* Exercise passage *
Int J Med Sci 2020; 17(16):2496-2504. doi:10.7150/ijms.49909
Anti-inflammatory effects of dexmedetomidine on human amnion-derived WISH cells
1. Department of Oral and Maxillofacial Surgery, School of Dentistry, Pusan National University, Yangsan, Korea.
2. Department of Dental Anesthesia and Pain Medicine, School of Dentistry, Pusan National University, Dental Research Institute, Yangsan, Korea.
3. Department of Integrated Biological Science, Pusan National University, Busan 46241, Korea.
4. Department of Anesthesia and Pain Medicine, School of Medicine, Pusan National University, Yangsan, Korea.
5. Department of Anesthesia and Pain Medicine, Pusan National University, School of Medicine, Yangsan, Republic of Korea.

* Directions *
a) In the article header, rewrite the affiliation that begins "2. Department of Dental Anesthesia" as a short list of its parts.
b) Using the article header, decide whether each statement is true. Answer yes or no, and quote the words that settle it.
(i) The title names human amnion-derived WISH cells.
(ii) The Department of Integrated Biological Science is listed in Yangsan.
(iii) One listed department handles oral and maxillofacial surgery within a School of Dentistry.
c) Echo the part of the article header that opens with the words containing "3. Department of" and closes with "Medicine, Pusan National University, Yangsan, Korea.".
You won't need the listing.

* Information shown *

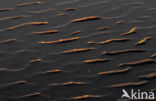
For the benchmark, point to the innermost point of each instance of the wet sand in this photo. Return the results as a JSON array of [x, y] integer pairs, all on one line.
[[76, 50]]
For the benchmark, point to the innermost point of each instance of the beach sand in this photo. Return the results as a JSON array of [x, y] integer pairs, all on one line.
[[71, 50]]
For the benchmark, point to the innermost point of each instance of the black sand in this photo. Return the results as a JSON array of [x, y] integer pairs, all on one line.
[[31, 71]]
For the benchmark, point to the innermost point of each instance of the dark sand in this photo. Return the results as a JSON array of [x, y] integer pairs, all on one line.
[[69, 69]]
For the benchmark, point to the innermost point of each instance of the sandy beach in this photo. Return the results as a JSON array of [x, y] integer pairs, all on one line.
[[76, 50]]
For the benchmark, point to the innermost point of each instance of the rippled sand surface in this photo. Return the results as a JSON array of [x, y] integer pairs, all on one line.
[[76, 50]]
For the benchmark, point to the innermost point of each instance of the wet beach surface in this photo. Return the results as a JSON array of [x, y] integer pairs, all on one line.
[[76, 50]]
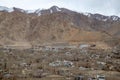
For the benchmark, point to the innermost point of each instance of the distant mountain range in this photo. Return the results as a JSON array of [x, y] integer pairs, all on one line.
[[55, 25]]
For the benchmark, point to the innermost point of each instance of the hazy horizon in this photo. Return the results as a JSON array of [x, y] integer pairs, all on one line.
[[105, 7]]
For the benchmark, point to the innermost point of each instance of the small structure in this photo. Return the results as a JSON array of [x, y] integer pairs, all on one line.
[[100, 77], [82, 46], [79, 77], [62, 63]]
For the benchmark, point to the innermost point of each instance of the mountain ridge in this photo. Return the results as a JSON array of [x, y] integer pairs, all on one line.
[[58, 25]]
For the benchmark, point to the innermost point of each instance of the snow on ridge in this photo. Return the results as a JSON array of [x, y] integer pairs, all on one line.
[[51, 11], [6, 9], [30, 11], [58, 9]]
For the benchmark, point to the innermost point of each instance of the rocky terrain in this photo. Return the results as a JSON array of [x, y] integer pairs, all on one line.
[[59, 44], [55, 25]]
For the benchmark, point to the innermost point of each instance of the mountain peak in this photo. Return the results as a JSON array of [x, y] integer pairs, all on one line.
[[55, 9]]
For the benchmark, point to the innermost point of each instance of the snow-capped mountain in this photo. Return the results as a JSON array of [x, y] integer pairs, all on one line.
[[55, 24], [2, 8], [55, 9]]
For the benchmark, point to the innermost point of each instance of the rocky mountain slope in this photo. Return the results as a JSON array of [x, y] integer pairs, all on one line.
[[55, 25]]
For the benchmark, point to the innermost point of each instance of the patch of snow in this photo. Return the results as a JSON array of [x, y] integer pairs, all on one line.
[[6, 9], [105, 19], [58, 9], [84, 46], [115, 18], [51, 11], [38, 10], [87, 14]]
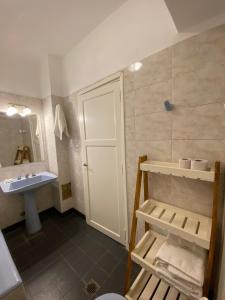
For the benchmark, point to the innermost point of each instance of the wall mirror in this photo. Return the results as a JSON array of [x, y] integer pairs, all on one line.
[[20, 140]]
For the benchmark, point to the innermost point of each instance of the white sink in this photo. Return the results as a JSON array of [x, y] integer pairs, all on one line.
[[27, 186], [15, 185]]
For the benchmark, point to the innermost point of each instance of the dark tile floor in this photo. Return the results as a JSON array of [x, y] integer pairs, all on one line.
[[60, 261]]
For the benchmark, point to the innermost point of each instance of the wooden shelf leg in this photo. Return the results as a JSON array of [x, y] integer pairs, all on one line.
[[146, 195], [134, 223], [209, 269]]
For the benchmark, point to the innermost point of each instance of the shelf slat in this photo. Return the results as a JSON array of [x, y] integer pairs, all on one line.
[[173, 169], [148, 286], [190, 226]]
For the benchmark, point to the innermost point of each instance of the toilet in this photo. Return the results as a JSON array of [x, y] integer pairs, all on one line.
[[110, 297]]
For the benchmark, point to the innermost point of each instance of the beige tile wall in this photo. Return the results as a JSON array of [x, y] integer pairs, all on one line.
[[191, 75]]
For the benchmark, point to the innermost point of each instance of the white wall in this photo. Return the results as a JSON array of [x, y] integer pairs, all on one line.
[[20, 76], [136, 30]]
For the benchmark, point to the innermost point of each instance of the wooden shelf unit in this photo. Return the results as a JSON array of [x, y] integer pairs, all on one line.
[[173, 169], [148, 286], [188, 225], [193, 227], [145, 251]]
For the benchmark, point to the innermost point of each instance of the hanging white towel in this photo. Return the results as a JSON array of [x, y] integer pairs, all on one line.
[[60, 122], [182, 265]]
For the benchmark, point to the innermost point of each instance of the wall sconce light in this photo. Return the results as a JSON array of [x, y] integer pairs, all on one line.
[[11, 111], [22, 110], [135, 66]]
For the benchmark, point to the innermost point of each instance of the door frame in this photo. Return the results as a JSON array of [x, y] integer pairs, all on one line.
[[115, 77]]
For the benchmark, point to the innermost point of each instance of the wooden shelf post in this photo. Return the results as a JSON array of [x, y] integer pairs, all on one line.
[[134, 220]]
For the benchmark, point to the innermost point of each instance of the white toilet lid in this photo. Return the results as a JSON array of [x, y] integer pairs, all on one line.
[[110, 297]]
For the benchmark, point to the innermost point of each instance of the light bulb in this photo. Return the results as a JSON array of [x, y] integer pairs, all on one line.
[[26, 111], [12, 110], [135, 66]]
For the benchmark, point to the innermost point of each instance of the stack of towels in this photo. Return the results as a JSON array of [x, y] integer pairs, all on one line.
[[182, 265]]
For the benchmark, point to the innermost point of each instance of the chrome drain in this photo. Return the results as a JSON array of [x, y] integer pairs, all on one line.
[[91, 287]]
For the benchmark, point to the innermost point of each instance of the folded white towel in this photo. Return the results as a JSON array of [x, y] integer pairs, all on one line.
[[182, 264], [60, 122]]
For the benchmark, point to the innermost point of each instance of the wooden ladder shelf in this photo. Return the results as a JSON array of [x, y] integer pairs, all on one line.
[[189, 226]]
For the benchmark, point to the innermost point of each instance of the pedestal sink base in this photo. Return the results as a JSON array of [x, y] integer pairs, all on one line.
[[32, 219]]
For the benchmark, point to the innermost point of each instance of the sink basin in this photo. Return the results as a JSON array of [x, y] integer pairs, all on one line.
[[15, 185], [27, 186]]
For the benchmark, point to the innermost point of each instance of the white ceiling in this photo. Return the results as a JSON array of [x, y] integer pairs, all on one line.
[[189, 13], [32, 28]]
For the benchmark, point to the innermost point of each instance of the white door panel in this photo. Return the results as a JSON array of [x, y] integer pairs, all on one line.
[[101, 116], [103, 187]]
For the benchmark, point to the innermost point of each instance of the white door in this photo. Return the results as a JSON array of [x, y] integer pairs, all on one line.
[[101, 123]]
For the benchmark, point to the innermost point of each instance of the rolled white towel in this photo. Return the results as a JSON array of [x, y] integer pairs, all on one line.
[[183, 262], [60, 126]]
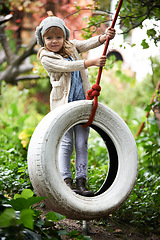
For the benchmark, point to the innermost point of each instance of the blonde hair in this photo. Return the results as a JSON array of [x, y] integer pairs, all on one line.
[[67, 48]]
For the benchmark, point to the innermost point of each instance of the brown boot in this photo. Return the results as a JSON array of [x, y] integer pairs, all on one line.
[[81, 188], [69, 182]]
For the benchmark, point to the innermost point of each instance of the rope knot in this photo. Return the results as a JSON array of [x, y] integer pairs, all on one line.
[[94, 91]]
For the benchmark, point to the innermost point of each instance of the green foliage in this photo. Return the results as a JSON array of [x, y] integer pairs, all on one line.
[[142, 208], [21, 219], [134, 13]]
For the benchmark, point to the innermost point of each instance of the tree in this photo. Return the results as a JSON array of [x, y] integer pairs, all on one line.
[[134, 13], [17, 63]]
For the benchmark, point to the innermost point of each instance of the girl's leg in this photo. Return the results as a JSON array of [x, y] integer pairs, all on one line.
[[81, 148], [65, 152]]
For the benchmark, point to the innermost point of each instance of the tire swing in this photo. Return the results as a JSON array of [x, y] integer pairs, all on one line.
[[44, 168], [43, 163]]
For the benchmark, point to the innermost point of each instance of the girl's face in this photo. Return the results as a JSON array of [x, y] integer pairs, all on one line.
[[54, 39]]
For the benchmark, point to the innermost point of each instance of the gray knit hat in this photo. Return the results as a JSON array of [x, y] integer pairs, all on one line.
[[47, 23]]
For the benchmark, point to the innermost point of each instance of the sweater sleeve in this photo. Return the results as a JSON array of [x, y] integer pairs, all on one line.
[[86, 45], [60, 65]]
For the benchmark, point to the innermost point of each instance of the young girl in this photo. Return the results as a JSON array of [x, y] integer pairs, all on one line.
[[68, 76]]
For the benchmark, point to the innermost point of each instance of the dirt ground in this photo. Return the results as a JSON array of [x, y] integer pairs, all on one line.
[[113, 231]]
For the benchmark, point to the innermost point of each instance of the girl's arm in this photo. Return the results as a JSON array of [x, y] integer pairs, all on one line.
[[98, 62], [110, 33]]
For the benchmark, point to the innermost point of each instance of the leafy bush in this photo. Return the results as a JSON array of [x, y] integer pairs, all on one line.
[[21, 219], [142, 208]]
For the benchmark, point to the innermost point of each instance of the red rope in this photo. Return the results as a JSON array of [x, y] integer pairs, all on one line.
[[94, 92]]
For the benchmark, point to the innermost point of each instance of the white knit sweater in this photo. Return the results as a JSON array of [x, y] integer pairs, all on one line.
[[59, 70]]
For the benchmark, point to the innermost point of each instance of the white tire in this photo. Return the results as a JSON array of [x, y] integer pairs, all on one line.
[[43, 161]]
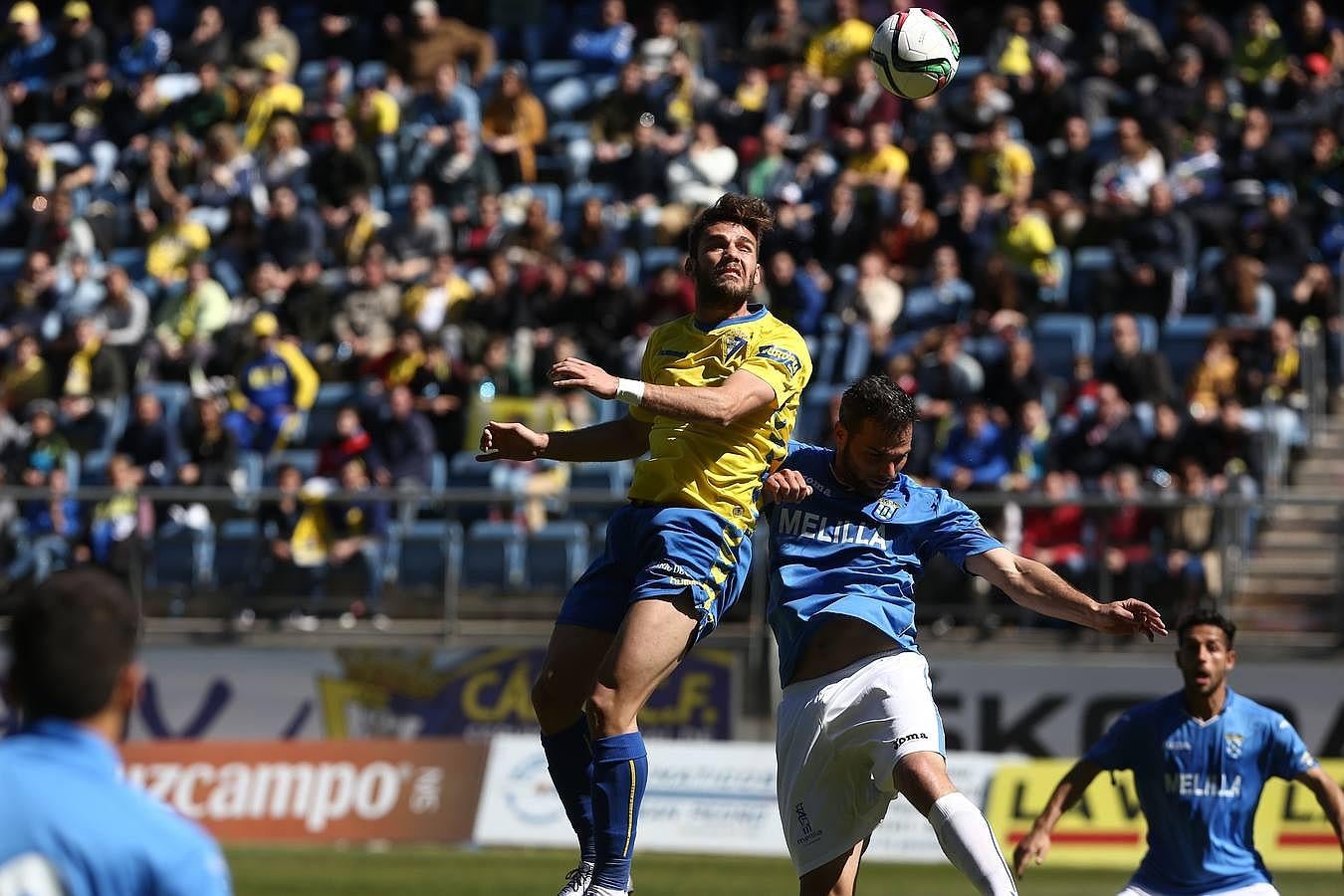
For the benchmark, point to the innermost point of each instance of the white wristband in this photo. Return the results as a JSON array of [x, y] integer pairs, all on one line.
[[629, 391]]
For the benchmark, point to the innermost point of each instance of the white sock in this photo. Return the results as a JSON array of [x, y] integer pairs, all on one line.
[[970, 844]]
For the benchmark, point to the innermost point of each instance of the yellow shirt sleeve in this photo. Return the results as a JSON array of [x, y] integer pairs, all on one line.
[[783, 362]]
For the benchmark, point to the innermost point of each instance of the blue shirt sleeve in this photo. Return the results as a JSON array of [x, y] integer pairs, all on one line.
[[956, 531], [1116, 749], [1287, 754]]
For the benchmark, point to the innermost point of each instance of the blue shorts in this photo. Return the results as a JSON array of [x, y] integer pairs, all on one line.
[[661, 553]]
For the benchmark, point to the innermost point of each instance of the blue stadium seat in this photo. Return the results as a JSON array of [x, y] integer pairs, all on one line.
[[1148, 334], [1089, 265], [1059, 338], [237, 554], [495, 555], [429, 554], [557, 554], [1183, 342]]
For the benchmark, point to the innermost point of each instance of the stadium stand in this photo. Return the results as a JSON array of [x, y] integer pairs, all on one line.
[[419, 211]]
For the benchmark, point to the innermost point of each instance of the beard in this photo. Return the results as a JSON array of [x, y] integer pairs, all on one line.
[[710, 292]]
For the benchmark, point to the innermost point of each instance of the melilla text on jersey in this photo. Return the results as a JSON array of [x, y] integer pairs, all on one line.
[[1193, 784]]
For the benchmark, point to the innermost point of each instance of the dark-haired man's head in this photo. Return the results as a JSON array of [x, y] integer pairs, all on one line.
[[73, 652], [874, 434], [725, 243], [1205, 652]]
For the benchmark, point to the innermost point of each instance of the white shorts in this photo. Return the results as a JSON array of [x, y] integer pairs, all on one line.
[[1254, 889], [837, 743]]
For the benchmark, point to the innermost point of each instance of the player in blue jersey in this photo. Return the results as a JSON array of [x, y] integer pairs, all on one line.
[[849, 535], [1201, 760], [69, 823]]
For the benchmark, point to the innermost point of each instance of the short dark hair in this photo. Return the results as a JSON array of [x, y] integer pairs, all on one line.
[[1206, 617], [69, 639], [733, 208], [879, 399]]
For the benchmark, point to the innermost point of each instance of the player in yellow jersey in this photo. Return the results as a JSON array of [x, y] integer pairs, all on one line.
[[714, 407]]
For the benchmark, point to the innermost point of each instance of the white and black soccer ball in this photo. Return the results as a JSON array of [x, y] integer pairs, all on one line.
[[916, 53]]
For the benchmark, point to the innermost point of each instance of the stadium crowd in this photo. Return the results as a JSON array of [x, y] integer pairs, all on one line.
[[265, 242]]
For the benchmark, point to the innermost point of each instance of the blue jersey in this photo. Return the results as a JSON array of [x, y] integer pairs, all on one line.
[[72, 826], [1199, 784], [844, 554]]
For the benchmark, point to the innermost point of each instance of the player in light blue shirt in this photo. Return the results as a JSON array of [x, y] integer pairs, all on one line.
[[849, 537], [69, 823], [1201, 760]]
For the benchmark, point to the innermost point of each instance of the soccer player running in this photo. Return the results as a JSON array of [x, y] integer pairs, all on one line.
[[1201, 760], [849, 537], [69, 823], [714, 407]]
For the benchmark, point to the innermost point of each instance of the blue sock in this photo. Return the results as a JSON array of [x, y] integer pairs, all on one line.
[[620, 773], [568, 758]]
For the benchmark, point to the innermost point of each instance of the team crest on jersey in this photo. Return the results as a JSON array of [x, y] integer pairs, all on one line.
[[884, 510]]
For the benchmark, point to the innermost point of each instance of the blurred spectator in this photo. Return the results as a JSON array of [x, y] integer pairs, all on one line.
[[1151, 251], [1104, 439], [1012, 381], [1199, 30], [81, 43], [1005, 169], [123, 315], [276, 97], [185, 327], [345, 168], [46, 526], [149, 47], [272, 39], [26, 377], [364, 315], [356, 530], [1122, 61], [26, 66], [208, 42], [837, 49], [513, 123], [976, 456], [211, 448], [96, 377], [275, 388], [777, 39], [112, 539], [148, 442], [405, 442], [432, 41], [1259, 55], [1128, 541], [1141, 376], [794, 297]]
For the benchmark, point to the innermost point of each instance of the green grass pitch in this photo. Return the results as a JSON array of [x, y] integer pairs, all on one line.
[[507, 872]]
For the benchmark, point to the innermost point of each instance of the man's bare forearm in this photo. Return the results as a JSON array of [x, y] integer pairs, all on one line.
[[1037, 587], [1067, 792], [611, 441]]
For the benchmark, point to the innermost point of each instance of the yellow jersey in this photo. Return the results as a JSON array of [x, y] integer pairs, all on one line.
[[705, 465]]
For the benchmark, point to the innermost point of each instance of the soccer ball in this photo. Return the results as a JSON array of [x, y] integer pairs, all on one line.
[[914, 53]]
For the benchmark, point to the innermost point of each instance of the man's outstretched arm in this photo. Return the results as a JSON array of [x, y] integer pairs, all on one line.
[[1036, 842], [1037, 587], [611, 441]]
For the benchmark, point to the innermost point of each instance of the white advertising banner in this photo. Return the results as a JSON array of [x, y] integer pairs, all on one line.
[[701, 798]]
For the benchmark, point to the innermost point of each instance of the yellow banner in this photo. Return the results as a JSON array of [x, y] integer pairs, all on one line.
[[1106, 827]]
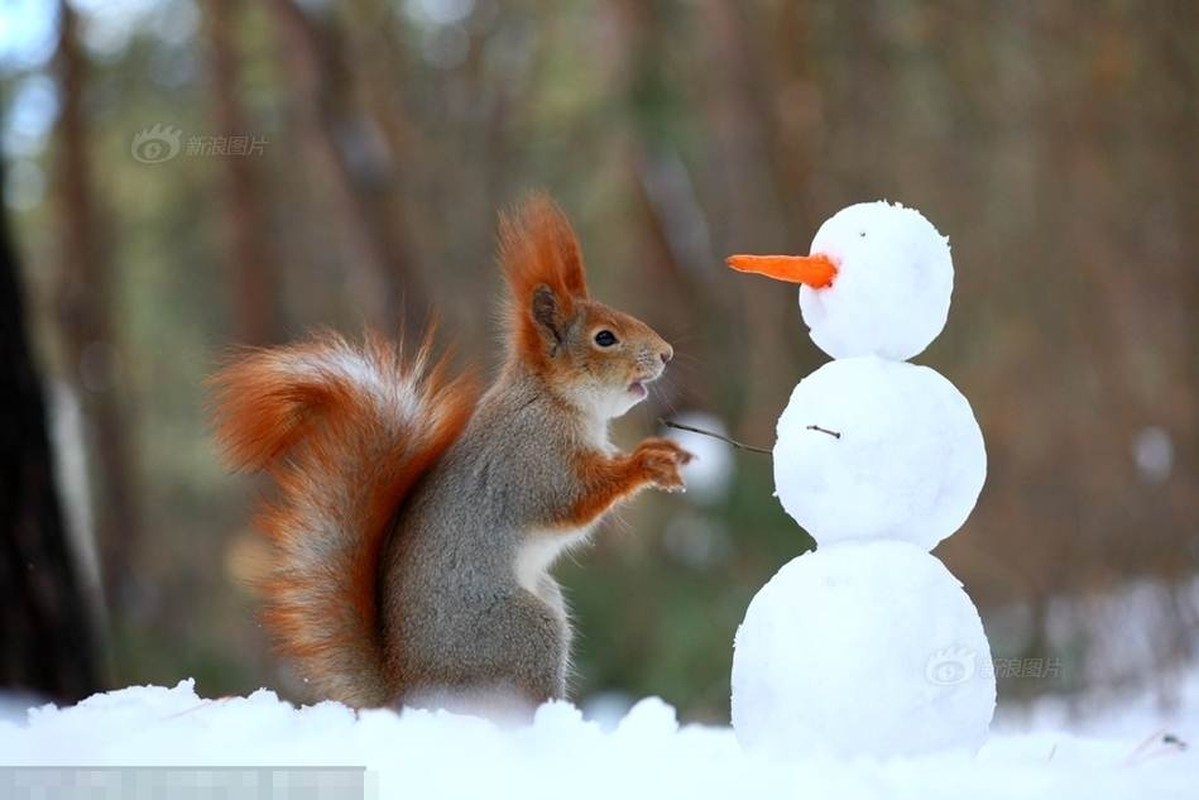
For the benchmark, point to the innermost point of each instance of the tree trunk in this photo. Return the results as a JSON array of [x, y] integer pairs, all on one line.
[[46, 630], [253, 266], [92, 356]]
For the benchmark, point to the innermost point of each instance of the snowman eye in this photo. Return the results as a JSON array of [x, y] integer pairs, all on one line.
[[606, 338]]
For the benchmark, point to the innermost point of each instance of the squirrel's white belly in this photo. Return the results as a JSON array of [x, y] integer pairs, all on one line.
[[538, 551]]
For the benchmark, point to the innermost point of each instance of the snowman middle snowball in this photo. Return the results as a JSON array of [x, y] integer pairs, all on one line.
[[875, 449]]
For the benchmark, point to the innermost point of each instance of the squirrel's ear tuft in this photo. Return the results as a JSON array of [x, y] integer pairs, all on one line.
[[543, 268]]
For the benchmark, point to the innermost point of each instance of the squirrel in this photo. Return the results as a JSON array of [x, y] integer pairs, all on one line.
[[416, 522]]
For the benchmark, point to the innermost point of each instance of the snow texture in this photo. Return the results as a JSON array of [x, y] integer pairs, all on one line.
[[891, 295], [437, 755], [908, 462], [862, 649]]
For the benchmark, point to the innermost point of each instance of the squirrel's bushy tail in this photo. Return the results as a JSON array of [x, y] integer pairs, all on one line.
[[345, 432]]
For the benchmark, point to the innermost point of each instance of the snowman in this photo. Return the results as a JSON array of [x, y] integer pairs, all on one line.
[[868, 645]]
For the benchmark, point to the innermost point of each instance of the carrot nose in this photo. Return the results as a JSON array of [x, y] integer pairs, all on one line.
[[815, 271]]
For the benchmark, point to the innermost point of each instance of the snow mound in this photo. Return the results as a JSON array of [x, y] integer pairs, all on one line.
[[895, 276], [875, 449], [437, 755], [862, 649]]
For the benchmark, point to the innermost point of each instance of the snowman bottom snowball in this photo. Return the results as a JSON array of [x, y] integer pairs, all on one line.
[[862, 649]]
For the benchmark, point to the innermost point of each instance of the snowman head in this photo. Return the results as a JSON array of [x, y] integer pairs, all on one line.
[[877, 282]]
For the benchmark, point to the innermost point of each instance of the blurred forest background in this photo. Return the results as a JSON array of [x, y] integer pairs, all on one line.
[[185, 175]]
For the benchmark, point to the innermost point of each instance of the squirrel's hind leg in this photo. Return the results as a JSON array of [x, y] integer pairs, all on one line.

* Answers *
a)
- Department of Dental Anesthesia and Pain Medicine
- School of Dentistry, Pusan National University
- Dental Research Institute
- Yangsan, Korea

b)
(i) Yes: "Anti-inflammatory effects of dexmedetomidine on human amnion-derived WISH cells"
(ii) No: "Department of Integrated Biological Science, Pusan National University, Busan 46241, Korea."
(iii) Yes: "Department of Oral and Maxillofacial Surgery, School of Dentistry"

c)
3. Department of Integrated Biological Science, Pusan National University, Busan 46241, Korea.
4. Department of Anesthesia and Pain Medicine, School of Medicine, Pusan National University, Yangsan, Korea.